Directions for this task: Give a verbatim repeat of the lines that run from the line containing "of the sunlit" to the end of the data below.

Given records:
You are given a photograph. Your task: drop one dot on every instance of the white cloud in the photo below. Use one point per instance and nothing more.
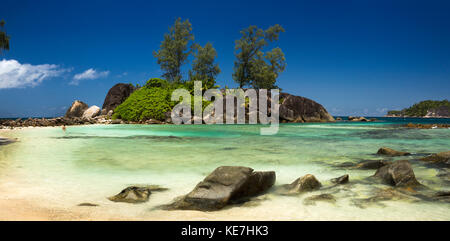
(16, 75)
(88, 74)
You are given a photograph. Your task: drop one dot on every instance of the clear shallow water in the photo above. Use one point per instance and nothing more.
(89, 163)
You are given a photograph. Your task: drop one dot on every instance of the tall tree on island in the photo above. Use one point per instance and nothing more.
(253, 67)
(174, 50)
(204, 67)
(4, 38)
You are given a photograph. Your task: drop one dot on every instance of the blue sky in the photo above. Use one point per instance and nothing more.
(353, 57)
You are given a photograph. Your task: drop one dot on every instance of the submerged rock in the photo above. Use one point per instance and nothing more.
(225, 185)
(326, 197)
(88, 205)
(391, 152)
(398, 173)
(340, 180)
(132, 194)
(381, 195)
(304, 184)
(439, 158)
(371, 164)
(6, 141)
(77, 109)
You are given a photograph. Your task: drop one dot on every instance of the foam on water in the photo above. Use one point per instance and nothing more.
(90, 163)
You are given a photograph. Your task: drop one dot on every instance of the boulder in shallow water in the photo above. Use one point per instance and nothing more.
(391, 152)
(398, 173)
(340, 180)
(225, 185)
(304, 184)
(132, 194)
(439, 158)
(6, 141)
(77, 109)
(371, 164)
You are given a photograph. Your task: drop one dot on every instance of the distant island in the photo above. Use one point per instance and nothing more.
(424, 109)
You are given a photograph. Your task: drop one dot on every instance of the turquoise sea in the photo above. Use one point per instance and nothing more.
(55, 170)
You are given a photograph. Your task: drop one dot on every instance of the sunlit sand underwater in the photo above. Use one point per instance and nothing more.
(48, 172)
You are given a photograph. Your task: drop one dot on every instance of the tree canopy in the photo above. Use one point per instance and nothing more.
(4, 38)
(421, 108)
(174, 50)
(204, 67)
(256, 68)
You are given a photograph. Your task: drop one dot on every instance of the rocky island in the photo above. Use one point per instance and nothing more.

Reply:
You are given a photograph. Your task: drop one dot on every instance of the sunlit sand underwater in the photo above. Use one point per instance and nothing more.
(48, 172)
You are given a photograph. Your task: drop one dot on every instance of the tree canopy in the photo above. Use one point per instance and nothing more.
(4, 38)
(421, 108)
(174, 50)
(204, 67)
(256, 68)
You are given a photograph. Your task: drop one dot on every instance of the rocky island in the photo above. Use one point per instance and nothing more.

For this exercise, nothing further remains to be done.